> [Job] Return the lines of the listing from the line with "target: crew member in yellow jacket" to the line with "155 190 L 154", both included, with every character unchanged.

-- begin Input --

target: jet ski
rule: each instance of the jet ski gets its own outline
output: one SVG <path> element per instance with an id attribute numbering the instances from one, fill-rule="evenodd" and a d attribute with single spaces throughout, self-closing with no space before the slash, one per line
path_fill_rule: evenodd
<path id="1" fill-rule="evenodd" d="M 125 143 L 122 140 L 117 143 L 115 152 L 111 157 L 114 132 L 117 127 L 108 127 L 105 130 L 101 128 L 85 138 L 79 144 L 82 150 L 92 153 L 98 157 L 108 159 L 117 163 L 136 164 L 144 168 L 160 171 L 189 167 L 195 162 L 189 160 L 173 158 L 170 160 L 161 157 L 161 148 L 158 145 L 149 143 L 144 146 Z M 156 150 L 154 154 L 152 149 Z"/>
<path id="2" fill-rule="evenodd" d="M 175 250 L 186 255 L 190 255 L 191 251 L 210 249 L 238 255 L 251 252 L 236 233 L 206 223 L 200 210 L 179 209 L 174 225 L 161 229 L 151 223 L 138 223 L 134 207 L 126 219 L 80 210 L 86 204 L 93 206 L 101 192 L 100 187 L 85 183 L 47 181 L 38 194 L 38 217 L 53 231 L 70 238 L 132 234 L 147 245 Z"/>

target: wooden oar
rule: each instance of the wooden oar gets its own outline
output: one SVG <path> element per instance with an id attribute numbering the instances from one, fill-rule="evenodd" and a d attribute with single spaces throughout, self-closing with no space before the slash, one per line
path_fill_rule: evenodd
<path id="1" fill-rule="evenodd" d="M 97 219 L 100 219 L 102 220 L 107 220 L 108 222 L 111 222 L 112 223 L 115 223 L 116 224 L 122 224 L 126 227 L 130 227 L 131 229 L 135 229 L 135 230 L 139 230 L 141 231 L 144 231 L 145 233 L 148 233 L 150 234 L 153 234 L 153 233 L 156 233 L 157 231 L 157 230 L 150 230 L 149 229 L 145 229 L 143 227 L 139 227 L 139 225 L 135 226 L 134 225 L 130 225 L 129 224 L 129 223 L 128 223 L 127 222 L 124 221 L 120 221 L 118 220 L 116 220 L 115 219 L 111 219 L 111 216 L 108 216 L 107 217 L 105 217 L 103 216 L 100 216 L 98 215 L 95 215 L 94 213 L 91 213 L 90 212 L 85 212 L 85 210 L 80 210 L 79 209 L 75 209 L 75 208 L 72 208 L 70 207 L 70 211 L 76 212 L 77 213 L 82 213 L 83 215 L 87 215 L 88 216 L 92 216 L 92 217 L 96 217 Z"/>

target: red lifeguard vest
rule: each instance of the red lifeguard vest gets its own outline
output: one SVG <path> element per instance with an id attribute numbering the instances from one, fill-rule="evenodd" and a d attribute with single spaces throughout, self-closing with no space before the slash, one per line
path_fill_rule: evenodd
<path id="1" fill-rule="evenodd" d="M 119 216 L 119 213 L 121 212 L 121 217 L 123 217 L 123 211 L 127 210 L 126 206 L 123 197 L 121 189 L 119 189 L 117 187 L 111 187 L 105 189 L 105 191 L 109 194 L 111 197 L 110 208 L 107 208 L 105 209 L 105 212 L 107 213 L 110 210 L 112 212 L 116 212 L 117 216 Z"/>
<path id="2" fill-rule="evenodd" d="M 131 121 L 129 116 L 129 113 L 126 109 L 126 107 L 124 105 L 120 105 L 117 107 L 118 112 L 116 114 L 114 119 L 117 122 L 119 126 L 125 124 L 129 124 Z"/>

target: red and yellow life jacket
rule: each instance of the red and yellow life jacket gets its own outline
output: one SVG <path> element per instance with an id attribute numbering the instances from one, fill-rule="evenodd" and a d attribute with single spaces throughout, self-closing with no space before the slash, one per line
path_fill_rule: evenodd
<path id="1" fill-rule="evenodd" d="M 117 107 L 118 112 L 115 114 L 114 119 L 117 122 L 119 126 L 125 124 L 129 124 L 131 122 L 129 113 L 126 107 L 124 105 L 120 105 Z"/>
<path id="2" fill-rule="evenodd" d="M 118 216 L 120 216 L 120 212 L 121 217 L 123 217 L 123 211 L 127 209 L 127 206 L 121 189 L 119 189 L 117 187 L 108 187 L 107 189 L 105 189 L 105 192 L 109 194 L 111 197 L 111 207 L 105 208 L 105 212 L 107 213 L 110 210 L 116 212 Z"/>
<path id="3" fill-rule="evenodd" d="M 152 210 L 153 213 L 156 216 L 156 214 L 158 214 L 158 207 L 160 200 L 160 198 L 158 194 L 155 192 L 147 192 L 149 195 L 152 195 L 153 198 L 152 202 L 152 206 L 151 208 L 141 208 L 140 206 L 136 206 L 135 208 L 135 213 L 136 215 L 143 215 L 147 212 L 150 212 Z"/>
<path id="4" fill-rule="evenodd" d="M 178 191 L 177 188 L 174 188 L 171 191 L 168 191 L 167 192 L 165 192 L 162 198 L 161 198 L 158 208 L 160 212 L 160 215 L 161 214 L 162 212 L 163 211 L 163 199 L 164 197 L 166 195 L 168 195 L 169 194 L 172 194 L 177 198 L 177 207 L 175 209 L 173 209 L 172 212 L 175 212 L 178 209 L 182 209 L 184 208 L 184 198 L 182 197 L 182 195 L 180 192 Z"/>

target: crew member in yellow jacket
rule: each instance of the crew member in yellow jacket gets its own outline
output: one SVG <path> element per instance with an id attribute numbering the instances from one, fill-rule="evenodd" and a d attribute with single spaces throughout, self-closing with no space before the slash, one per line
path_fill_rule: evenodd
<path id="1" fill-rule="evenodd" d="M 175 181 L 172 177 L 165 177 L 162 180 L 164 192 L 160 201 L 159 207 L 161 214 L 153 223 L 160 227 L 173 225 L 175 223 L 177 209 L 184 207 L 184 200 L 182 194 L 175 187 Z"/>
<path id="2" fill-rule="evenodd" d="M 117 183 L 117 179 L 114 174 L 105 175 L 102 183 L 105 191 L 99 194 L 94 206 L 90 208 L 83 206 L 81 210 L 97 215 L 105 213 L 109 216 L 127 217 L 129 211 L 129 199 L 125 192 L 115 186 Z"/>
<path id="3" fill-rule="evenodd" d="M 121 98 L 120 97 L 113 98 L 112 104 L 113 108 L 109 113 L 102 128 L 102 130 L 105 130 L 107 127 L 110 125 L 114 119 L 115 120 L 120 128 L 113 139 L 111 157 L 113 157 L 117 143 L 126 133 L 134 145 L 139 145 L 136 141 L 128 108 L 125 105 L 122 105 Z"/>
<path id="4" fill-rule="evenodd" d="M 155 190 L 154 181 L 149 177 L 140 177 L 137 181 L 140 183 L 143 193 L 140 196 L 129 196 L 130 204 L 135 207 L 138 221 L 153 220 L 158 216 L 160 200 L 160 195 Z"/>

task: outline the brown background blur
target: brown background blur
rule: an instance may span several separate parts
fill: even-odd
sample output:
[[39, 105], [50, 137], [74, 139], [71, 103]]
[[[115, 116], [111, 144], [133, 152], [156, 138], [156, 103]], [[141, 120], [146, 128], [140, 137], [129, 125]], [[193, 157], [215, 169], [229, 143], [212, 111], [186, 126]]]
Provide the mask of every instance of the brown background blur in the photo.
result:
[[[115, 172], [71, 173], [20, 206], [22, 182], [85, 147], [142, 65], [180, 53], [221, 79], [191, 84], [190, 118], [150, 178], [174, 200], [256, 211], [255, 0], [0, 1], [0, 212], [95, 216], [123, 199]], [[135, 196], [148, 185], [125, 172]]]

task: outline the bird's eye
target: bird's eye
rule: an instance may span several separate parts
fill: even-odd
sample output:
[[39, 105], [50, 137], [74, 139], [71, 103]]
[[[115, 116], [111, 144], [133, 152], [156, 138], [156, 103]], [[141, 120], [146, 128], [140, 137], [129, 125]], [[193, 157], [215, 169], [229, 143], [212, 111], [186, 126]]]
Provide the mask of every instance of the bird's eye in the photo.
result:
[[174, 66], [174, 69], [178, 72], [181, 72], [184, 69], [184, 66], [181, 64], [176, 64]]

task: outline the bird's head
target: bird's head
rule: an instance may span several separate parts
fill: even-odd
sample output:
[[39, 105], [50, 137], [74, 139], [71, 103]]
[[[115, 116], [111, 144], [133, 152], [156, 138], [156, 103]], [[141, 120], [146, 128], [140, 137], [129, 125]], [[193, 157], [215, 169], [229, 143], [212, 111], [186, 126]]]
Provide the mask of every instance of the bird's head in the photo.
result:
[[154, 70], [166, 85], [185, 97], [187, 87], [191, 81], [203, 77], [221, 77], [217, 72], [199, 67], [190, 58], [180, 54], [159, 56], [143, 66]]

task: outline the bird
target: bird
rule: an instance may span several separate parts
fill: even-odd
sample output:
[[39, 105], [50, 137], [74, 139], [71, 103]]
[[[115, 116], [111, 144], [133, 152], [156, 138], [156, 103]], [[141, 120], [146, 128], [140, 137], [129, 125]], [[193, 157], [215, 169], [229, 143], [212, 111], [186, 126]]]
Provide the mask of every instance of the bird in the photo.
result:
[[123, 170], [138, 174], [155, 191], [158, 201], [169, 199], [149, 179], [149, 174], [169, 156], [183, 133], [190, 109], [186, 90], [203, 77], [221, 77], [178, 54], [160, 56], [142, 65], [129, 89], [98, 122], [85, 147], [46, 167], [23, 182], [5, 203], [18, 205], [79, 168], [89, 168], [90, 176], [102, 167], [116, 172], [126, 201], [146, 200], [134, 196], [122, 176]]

-- end Input --

> [Expected answer]
target: crew member in yellow jacket
rule: each instance of the crew member in yellow jacket gets its own outline
output: one SVG <path> element per instance with an id attribute numbering the instances from one, fill-rule="evenodd" and a d attribute with single spaces throughout, self-closing with no space before the slash, one per line
path_fill_rule: evenodd
<path id="1" fill-rule="evenodd" d="M 175 181 L 172 177 L 165 177 L 162 180 L 164 192 L 160 201 L 159 207 L 161 214 L 153 223 L 160 227 L 173 225 L 175 223 L 177 209 L 184 207 L 184 200 L 182 194 L 175 187 Z"/>
<path id="2" fill-rule="evenodd" d="M 117 183 L 117 179 L 114 174 L 105 175 L 102 183 L 105 191 L 99 194 L 94 206 L 90 208 L 83 206 L 81 210 L 97 215 L 105 213 L 109 216 L 127 217 L 129 211 L 129 199 L 125 192 L 115 186 Z"/>
<path id="3" fill-rule="evenodd" d="M 121 98 L 120 97 L 113 98 L 112 104 L 113 108 L 109 113 L 102 128 L 102 130 L 105 130 L 107 127 L 110 125 L 114 119 L 115 120 L 120 128 L 113 139 L 111 157 L 113 157 L 117 143 L 126 133 L 134 145 L 139 145 L 136 141 L 128 108 L 125 105 L 122 105 Z"/>
<path id="4" fill-rule="evenodd" d="M 155 190 L 154 181 L 149 177 L 140 177 L 137 181 L 140 183 L 143 193 L 140 196 L 129 196 L 130 204 L 135 207 L 138 221 L 153 220 L 158 216 L 160 200 L 160 195 Z"/>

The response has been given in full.